### Your instructions
Would you write out the full listing exactly, without any pictures?

### Materials provided
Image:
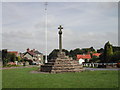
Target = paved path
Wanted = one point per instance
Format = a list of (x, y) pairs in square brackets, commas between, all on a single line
[(94, 69)]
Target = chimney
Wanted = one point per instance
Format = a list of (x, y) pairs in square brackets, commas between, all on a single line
[(28, 50)]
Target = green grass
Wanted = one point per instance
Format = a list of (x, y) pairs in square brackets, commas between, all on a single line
[(22, 78)]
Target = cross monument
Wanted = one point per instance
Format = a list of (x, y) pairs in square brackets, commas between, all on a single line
[(60, 38)]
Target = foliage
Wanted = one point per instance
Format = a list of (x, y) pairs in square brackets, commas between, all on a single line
[(94, 59), (22, 78), (18, 58), (101, 50)]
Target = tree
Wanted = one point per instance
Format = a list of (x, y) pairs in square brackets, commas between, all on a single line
[(116, 57), (18, 58), (4, 57), (108, 52)]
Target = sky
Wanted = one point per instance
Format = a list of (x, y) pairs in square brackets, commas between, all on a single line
[(85, 24)]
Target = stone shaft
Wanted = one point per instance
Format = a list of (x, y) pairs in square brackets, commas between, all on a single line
[(60, 38)]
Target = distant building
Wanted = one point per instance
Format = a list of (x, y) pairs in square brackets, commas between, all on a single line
[(34, 55)]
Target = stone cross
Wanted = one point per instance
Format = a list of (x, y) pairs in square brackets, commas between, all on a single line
[(60, 38)]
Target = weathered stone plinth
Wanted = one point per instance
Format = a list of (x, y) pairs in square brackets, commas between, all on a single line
[(62, 64)]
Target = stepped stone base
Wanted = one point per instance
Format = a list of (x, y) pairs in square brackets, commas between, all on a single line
[(62, 64)]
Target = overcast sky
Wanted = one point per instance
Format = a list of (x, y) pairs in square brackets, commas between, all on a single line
[(85, 24)]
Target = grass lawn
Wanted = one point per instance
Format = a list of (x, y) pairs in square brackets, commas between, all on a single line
[(22, 78)]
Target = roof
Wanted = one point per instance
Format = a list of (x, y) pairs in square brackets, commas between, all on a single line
[(87, 56), (15, 52)]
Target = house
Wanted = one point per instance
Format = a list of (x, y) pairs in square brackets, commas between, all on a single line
[(86, 57), (34, 56)]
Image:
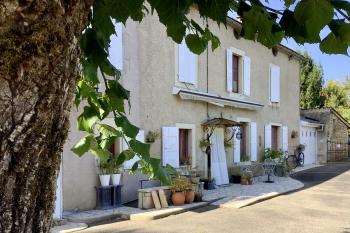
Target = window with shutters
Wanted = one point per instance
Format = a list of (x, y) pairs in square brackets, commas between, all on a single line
[(238, 72), (235, 73), (184, 144)]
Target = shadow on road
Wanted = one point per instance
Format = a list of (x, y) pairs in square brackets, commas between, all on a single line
[(318, 175)]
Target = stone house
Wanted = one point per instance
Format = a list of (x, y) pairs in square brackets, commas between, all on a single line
[(331, 134), (174, 91)]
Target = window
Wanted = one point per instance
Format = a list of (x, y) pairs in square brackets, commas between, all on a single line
[(238, 72), (184, 156), (235, 73)]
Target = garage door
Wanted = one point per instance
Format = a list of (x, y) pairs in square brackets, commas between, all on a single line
[(308, 138)]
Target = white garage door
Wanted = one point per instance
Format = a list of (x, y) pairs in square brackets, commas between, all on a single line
[(308, 138)]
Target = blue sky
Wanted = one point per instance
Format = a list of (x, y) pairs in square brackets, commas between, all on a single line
[(335, 67)]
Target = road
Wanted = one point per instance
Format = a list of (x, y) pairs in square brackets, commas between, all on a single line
[(322, 206)]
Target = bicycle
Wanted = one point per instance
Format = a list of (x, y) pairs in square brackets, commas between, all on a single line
[(294, 161)]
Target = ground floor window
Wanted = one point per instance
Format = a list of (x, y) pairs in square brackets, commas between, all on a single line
[(184, 156)]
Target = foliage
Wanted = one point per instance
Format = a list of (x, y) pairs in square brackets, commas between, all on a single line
[(152, 136), (204, 143), (259, 23), (180, 184), (272, 154), (311, 82)]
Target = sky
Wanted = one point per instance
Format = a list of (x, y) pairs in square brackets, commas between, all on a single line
[(335, 67)]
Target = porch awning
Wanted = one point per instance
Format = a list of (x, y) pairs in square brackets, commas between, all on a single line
[(221, 122), (186, 94)]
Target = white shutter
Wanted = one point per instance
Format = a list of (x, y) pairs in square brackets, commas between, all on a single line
[(267, 136), (187, 64), (246, 75), (284, 138), (140, 137), (229, 69), (253, 142), (236, 149), (170, 148), (274, 83), (116, 47)]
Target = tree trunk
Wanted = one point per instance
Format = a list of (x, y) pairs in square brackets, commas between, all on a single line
[(39, 50)]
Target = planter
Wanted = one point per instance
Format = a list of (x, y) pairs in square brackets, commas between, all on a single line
[(209, 184), (279, 170), (195, 180), (115, 179), (236, 179), (178, 198), (104, 180), (246, 181), (189, 197)]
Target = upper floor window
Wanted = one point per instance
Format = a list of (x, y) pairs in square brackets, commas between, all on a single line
[(238, 72), (187, 64), (274, 83)]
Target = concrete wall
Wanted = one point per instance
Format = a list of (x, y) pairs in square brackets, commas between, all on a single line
[(149, 72)]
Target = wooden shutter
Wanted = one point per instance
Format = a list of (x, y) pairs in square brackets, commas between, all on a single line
[(284, 138), (170, 147), (116, 47), (267, 136), (246, 75), (187, 64), (253, 142), (229, 76), (274, 83), (140, 137), (236, 149)]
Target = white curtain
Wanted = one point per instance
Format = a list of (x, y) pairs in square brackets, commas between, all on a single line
[(218, 157)]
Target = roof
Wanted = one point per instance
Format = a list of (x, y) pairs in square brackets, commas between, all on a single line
[(283, 48), (221, 121), (331, 110)]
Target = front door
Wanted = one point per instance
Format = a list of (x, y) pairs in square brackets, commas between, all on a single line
[(274, 137)]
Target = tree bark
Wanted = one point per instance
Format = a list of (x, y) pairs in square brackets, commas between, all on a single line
[(39, 51)]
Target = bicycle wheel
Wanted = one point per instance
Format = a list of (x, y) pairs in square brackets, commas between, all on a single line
[(301, 158), (292, 161)]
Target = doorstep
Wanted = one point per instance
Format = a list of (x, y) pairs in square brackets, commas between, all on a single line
[(128, 213)]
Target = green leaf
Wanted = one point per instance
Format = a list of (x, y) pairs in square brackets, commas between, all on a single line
[(196, 44), (139, 147), (129, 129), (107, 131), (333, 45), (87, 119), (83, 145), (314, 15)]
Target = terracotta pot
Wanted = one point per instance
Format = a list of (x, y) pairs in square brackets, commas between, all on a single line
[(178, 198), (189, 198), (244, 181)]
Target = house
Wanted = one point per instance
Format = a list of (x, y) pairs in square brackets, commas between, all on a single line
[(174, 92), (325, 133)]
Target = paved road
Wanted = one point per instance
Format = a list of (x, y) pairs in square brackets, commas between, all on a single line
[(322, 206)]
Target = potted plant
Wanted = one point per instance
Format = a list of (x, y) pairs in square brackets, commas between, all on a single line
[(152, 136), (104, 171), (247, 178), (203, 144), (115, 172), (236, 175), (178, 187)]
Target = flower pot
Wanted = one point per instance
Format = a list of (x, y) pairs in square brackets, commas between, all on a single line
[(104, 180), (115, 179), (236, 179), (178, 198), (195, 180), (189, 197), (244, 181)]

### Solution to the problem
Image:
Target = paved path
Wanted = one point per instance
Format = a list of (x, y) pairs in square brackets, commas between, all on a single line
[(94, 69)]
Target = chimney
Wanted = one point per instance
Format = a list of (x, y) pairs in square brackets, commas between, all on a single line
[(28, 50)]
Target = green grass
Wanted = one point per instance
Format = a list of (x, y) pairs in square brackets, commas between, all on a single line
[(22, 78)]
Target = cross monument
Wanted = one point per instance
Format = a list of (x, y) pairs in square brackets, commas between, all on a single line
[(60, 38)]
Target = foliage
Wanted = one point per instance
Format = a list of (x, y) pairs in square brackets, commas between, all on a single line
[(94, 59), (22, 78), (18, 58), (101, 50)]
Target = tree
Wanted = one point per instance
Format = a list of (x, y) pairs in square brackets, commas between, all on a single line
[(116, 57), (18, 58), (4, 57), (108, 52)]
Target = sky
Wanted = one point per instance
Format = a list of (x, y) pairs in square brackets, commas between, all on a single line
[(85, 24)]
Target = stone shaft
Wanted = one point per instance
Format = a list of (x, y) pairs in square brackets, commas between, all on a single line
[(60, 38)]
Target = distant building
Wanted = one point per instance
Format = a list of (x, y) pairs in square brackets, commas between, all on a single line
[(34, 55)]
Target = stone cross
Wanted = one point per instance
Format = a list of (x, y) pairs in square brackets, commas between, all on a single line
[(60, 38)]
Target = weathered stone plinth
Wanted = one point per instance
Format = a list of (x, y) pairs in square brackets, commas between, all on a single line
[(62, 64)]
Target = stepped stone base
Wanted = one point per instance
Format = a list of (x, y) pairs in square brackets, commas between, all on a single line
[(62, 64)]
Target = overcast sky
Wanted = one point per instance
Format = a list of (x, y) pairs in square brackets, commas between, all on a single line
[(85, 24)]
Target = grass lawn
Wanted = one point per instance
Format = a list of (x, y) pairs in square brackets, commas between, all on a single line
[(22, 78)]
Target = roof
Wanted = one point per instance
Format = a list of (x, y) pairs in square brackets, commas between, all on a single line
[(87, 56), (15, 52)]
Target = house
Wanted = one point per instance
Format = a list of (x, y) pairs in square brackets, commas between, all on a single line
[(86, 57), (34, 56)]
Image:
Target = window with shutters
Wanted = one point per instance
Format = a list of (x, y) pairs in square brackets, commas between, all on a single line
[(238, 72), (235, 73), (184, 144)]
Target = shadow on road
Wanted = one point per instance
Format = a list of (x, y) pairs in square brackets, commas between, all on a single line
[(318, 175)]
Target = stone house
Wanted = one point per instance
Format = a list of (x, y) pairs in square brackets, commas between, all on a single line
[(331, 134), (174, 91)]
Target = window
Wanted = one point per instance
Format = a list of (x, y) pairs in square brackets, commas between, all on a single line
[(238, 72), (184, 156), (235, 73)]
Target = garage door
Wanted = one point per instance
Format = a list of (x, y) pairs in square brackets, commas between, all on a single line
[(308, 138)]
Target = white garage door
Wanted = one point per instance
Format = a list of (x, y) pairs in square brackets, commas between, all on a single line
[(308, 138)]
Target = blue sky
Wanted = one point per instance
Format = a list of (x, y) pairs in square brackets, commas between, all on a single line
[(335, 67)]
Target = road
Wanted = one point per instance
Format = a list of (x, y) pairs in square brackets, commas between, all on a single line
[(322, 206)]
Target = bicycle
Wanted = one point per instance
Format = a list of (x, y) pairs in square brackets, commas between, all on a single line
[(294, 161)]
Target = ground floor window
Wanted = one point per instance
Format = a list of (x, y) pairs in square brackets, commas between, all on a single line
[(184, 156)]
Target = foliage
Wanted = one point per instance
Format = a list of (x, y) pairs in square brackets, commas between, all on a single line
[(152, 136), (204, 143), (259, 23), (180, 184), (272, 154), (311, 82)]
Target = sky
Wanted = one point per instance
Format = a list of (x, y) pairs in square brackets, commas between, all on a single line
[(335, 67)]
Target = porch awning
Wanted = one point per instance
Format = a list of (x, y) pairs in square brackets, commas between, all on a single line
[(221, 122), (186, 94)]
Target = white shutter
Wanted = one point per instance
Format = a list of (x, y) pairs in square brackets, commas between, all on a single line
[(267, 136), (187, 64), (246, 75), (284, 138), (140, 137), (229, 69), (253, 142), (236, 149), (170, 148), (274, 83), (116, 47)]
Target = tree trunk
Wanted = one point per instance
Format = a list of (x, y) pairs in square brackets, commas between, all on a single line
[(39, 50)]
Target = planter
Wanted = one point per instance
Format = a list of (x, y) pairs in square brackets, commas between, all on a single line
[(209, 184), (279, 170), (195, 180), (115, 179), (236, 179), (178, 198), (104, 180), (246, 181), (189, 197)]
Target = upper floor window
Wanted = one point per instance
Format = a list of (x, y) pairs in square brackets, commas between, all on a single line
[(238, 72), (187, 64), (274, 83)]
Target = concrete wall
Wanted = one point per instance
Format = a list of (x, y) pairs in square brackets, commas between, all on a single line
[(149, 72)]
Target = wooden shutter
Wanted = one point per instance
Format = a list of (x, y) pairs in square brackets, commas between, all on a single line
[(284, 138), (170, 147), (116, 47), (267, 136), (246, 75), (187, 64), (253, 142), (229, 76), (274, 83), (140, 137), (236, 149)]
Target = white curtain
Wanted = one point per instance
Format = a list of (x, y) pairs in square brackets, commas between, all on a single line
[(218, 157)]
Target = roof
Wanted = one point per instance
Format = a list of (x, y) pairs in square brackets, commas between, all on a single line
[(283, 48), (221, 121), (331, 110)]
Target = front door
Wanted = one point per instance
Format = a list of (x, y) pairs in square brackets, commas between, all on a single line
[(274, 137)]
Target = tree bark
Wanted = one point per instance
Format = a list of (x, y) pairs in square brackets, commas between, all on a single line
[(39, 51)]
Target = bicycle wheel
Wanted = one point per instance
Format = a list of (x, y) pairs in square brackets, commas between, all on a single line
[(301, 158), (292, 161)]
Target = doorstep
Wanted = one point per instance
Format = a list of (x, y) pairs in square brackets, commas between, all on a single line
[(128, 213)]
Target = green leaf
Wanted = one point per instance
Format = a list of (x, y) pairs in square brackets, commas between, all on a single line
[(196, 44), (139, 147), (129, 129), (107, 131), (333, 45), (87, 119), (83, 145), (314, 15)]
Target = terracotta pot
Wanted = one point per instance
Format = a list of (x, y) pairs in square brackets, commas between, all on a single line
[(178, 198), (189, 198), (244, 181)]
Target = house
Wanted = one point per instance
Format = a list of (x, y) pairs in square brackets, commas between, all on a single line
[(174, 92), (325, 133)]
Target = paved road
Wanted = one point per instance
Format = a list of (x, y) pairs in square brackets, commas between, all on a single line
[(322, 206)]
Target = potted plant
Wanted = one point per instance
Format = a list of (x, y) pairs in square brackets, commas between, all on a single line
[(152, 136), (104, 171), (247, 178), (203, 144), (115, 172), (236, 175), (178, 187)]
Target = flower pot
Wanted = one point per instance
Format = a list of (x, y) pairs in square brackets, commas between, all on a single line
[(104, 180), (115, 179), (236, 179), (178, 198), (195, 180), (189, 197), (244, 181)]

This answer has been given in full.